=== Available data ===

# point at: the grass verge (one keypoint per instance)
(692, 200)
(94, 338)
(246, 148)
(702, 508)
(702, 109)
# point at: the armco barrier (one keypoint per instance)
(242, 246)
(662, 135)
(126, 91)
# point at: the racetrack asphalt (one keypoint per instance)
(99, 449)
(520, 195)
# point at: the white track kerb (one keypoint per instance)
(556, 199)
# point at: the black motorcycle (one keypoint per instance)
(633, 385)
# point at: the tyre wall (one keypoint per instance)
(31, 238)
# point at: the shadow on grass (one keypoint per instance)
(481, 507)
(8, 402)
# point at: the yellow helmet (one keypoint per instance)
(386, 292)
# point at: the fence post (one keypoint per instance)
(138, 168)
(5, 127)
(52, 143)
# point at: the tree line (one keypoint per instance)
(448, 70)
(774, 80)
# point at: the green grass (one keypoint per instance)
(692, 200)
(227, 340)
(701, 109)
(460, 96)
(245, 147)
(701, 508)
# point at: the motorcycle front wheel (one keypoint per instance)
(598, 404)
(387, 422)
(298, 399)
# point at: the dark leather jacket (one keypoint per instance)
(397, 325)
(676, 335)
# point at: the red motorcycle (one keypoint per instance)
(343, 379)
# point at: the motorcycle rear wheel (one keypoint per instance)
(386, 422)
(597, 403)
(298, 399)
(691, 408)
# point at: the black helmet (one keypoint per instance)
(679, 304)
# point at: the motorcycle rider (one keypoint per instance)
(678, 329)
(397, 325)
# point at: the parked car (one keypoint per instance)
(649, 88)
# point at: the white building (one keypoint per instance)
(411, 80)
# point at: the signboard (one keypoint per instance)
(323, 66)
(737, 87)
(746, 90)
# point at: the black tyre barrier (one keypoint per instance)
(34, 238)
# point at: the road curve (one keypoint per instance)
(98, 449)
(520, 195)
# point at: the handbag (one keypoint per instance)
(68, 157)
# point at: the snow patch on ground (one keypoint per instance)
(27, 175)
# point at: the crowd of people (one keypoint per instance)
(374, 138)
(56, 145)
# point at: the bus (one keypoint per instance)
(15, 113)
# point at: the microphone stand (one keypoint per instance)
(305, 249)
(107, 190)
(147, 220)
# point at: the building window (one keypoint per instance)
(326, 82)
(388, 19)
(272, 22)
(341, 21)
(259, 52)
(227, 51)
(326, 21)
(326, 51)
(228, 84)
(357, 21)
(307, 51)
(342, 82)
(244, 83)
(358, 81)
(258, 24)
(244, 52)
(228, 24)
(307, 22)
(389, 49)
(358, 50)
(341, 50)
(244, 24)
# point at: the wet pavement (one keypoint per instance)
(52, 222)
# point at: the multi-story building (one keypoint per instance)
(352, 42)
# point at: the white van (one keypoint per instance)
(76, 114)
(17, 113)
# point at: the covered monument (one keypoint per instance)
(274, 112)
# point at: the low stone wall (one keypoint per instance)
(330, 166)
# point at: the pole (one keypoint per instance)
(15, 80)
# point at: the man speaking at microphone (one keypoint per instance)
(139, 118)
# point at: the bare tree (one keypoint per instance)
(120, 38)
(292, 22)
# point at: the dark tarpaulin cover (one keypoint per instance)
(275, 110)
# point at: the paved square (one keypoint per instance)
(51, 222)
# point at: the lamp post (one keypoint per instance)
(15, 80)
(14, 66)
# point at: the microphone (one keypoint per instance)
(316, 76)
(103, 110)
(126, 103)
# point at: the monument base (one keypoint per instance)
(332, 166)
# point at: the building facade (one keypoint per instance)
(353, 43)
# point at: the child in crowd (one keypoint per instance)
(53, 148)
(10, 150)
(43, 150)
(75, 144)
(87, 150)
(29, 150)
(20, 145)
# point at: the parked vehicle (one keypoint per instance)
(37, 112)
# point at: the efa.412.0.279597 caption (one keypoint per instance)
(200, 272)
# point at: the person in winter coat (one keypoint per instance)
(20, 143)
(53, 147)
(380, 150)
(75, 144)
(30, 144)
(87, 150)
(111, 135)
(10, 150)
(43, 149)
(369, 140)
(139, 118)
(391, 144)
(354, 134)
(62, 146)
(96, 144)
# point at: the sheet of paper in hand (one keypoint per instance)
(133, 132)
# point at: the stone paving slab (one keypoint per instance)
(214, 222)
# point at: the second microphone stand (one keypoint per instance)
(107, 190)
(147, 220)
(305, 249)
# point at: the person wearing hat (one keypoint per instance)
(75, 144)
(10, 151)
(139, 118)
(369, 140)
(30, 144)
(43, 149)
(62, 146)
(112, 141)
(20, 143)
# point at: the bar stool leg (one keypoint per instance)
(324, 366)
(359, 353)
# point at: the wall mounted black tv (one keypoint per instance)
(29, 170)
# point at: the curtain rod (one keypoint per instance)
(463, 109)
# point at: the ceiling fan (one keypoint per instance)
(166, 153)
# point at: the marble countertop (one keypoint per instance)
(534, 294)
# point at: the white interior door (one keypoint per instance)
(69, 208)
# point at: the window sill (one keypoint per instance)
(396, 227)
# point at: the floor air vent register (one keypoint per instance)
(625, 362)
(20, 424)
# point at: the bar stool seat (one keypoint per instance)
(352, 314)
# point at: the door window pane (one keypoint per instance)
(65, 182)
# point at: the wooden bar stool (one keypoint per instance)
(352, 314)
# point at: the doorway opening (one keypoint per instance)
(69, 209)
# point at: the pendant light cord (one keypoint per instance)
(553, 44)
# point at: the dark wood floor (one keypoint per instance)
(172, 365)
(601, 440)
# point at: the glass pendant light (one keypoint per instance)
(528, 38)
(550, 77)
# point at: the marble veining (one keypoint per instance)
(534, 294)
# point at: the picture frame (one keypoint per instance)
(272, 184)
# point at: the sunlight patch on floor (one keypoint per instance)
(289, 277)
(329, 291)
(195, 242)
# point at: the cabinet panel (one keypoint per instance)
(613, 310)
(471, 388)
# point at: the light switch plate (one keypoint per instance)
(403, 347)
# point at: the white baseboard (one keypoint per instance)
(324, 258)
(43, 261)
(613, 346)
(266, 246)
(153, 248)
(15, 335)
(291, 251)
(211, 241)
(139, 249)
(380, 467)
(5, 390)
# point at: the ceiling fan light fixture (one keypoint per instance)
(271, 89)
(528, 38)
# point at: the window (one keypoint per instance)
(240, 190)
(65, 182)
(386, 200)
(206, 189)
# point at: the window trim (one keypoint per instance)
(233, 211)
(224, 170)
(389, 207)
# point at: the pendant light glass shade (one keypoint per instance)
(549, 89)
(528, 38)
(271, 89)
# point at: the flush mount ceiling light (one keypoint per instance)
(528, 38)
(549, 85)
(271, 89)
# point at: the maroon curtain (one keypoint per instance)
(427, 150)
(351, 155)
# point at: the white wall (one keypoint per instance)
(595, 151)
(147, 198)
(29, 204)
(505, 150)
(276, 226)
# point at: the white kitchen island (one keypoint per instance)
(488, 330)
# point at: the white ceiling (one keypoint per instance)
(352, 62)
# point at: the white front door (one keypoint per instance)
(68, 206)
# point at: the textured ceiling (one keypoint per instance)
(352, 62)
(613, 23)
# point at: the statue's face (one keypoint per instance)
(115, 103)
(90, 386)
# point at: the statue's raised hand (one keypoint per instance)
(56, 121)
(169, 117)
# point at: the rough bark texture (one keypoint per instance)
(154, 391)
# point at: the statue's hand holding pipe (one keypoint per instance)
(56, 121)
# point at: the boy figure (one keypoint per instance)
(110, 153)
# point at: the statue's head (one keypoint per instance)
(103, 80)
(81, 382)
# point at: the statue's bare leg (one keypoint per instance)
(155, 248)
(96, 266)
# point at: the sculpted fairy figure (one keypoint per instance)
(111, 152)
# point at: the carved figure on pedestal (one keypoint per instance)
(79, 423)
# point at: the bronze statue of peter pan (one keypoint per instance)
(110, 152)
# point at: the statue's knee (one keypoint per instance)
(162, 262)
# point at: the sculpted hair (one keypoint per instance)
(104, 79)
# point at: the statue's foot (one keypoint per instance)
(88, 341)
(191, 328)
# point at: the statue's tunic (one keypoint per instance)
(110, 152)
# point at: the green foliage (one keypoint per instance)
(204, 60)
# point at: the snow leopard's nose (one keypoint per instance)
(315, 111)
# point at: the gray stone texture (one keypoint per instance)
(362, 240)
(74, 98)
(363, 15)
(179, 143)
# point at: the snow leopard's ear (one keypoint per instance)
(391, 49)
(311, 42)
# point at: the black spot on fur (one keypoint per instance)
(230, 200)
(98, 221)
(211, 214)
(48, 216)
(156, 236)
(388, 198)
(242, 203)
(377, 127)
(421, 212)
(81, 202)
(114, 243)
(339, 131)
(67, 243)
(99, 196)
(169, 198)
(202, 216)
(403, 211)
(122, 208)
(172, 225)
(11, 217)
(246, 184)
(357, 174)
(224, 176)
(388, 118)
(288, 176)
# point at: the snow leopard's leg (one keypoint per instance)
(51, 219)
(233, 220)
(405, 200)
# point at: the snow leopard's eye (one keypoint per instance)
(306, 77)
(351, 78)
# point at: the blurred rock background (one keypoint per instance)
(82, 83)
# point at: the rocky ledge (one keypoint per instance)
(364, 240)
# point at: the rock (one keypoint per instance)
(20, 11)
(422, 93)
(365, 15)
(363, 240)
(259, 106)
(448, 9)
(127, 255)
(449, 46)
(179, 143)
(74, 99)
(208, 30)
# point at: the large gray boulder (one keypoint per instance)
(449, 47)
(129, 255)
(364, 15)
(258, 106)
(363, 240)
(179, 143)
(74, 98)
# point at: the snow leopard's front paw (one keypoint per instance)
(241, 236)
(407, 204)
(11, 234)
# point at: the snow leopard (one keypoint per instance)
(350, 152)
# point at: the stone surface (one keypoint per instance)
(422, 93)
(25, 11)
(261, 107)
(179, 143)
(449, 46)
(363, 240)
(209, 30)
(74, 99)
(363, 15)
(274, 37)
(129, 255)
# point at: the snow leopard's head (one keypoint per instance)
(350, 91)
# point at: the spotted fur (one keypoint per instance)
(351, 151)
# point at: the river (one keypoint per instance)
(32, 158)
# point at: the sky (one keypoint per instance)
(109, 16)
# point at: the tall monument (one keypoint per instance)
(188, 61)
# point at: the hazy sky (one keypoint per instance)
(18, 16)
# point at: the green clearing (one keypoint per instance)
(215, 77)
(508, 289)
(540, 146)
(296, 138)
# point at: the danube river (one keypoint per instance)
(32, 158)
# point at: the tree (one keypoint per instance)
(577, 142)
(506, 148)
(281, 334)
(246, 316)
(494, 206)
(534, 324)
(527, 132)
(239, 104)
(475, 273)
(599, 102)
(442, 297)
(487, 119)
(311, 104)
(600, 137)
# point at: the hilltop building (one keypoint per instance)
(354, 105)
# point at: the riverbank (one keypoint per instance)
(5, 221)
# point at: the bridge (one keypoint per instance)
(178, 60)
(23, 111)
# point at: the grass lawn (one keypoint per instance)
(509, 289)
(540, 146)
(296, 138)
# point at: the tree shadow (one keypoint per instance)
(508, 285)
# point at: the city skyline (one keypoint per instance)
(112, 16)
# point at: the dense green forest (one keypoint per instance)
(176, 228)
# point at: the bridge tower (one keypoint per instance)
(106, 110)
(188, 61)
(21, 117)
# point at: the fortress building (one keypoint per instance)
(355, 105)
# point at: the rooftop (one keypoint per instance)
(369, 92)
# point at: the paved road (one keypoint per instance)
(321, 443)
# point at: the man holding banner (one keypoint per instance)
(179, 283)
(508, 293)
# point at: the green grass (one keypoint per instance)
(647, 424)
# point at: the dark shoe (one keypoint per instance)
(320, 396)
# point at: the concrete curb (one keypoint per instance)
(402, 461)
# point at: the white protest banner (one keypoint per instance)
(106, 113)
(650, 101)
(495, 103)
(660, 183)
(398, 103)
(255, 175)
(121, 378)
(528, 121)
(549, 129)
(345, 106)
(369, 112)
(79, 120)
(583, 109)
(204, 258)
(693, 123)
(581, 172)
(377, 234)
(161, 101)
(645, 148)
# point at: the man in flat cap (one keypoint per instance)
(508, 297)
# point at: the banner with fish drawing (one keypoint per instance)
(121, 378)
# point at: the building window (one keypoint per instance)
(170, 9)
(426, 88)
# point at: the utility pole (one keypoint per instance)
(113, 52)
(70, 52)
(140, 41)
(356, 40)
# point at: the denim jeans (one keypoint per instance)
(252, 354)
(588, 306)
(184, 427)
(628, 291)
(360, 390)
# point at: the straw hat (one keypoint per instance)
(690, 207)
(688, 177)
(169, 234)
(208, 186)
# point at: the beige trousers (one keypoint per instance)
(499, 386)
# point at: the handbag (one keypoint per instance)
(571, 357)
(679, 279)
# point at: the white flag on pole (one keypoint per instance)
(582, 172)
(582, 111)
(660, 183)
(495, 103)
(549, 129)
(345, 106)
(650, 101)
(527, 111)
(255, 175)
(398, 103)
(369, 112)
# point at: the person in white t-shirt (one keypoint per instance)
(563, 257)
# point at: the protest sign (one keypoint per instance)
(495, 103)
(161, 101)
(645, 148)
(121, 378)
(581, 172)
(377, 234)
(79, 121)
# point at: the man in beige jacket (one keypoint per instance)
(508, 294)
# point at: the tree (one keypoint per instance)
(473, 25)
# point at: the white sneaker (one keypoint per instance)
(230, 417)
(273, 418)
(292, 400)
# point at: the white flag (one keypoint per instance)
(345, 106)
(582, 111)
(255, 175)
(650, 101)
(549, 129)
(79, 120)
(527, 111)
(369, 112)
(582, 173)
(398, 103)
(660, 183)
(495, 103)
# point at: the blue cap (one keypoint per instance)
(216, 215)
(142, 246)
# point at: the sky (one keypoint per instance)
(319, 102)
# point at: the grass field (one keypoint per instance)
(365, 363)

===

### Aim
Take the line holding "# point at: the white flag on" and all lines after it through the end of the data, and set them down exactly.

### The reply
# point at: the white flag on pole (one keypoint per instance)
(582, 172)
(582, 111)
(660, 183)
(495, 103)
(549, 129)
(345, 106)
(650, 101)
(527, 111)
(255, 175)
(398, 103)
(369, 112)
# point at: the person in white t-shirt (one keypoint per instance)
(563, 257)
# point at: the protest sign (one keypoint per instance)
(495, 103)
(161, 101)
(645, 148)
(121, 378)
(581, 172)
(377, 234)
(79, 121)
# point at: the man in beige jacket (one keypoint per instance)
(508, 294)
# point at: the tree (one keypoint per instance)
(473, 25)
# point at: the white sneaker (one keypoint per instance)
(230, 417)
(273, 418)
(292, 400)
# point at: the white flag (one keypoint per instance)
(345, 106)
(582, 111)
(255, 175)
(650, 101)
(549, 129)
(79, 120)
(527, 111)
(369, 112)
(582, 173)
(398, 103)
(660, 183)
(495, 103)
# point at: the blue cap (one keypoint per instance)
(216, 215)
(142, 246)
# point at: the sky (one keypoint per instance)
(319, 102)
# point at: the grass field (one keypoint per instance)
(365, 363)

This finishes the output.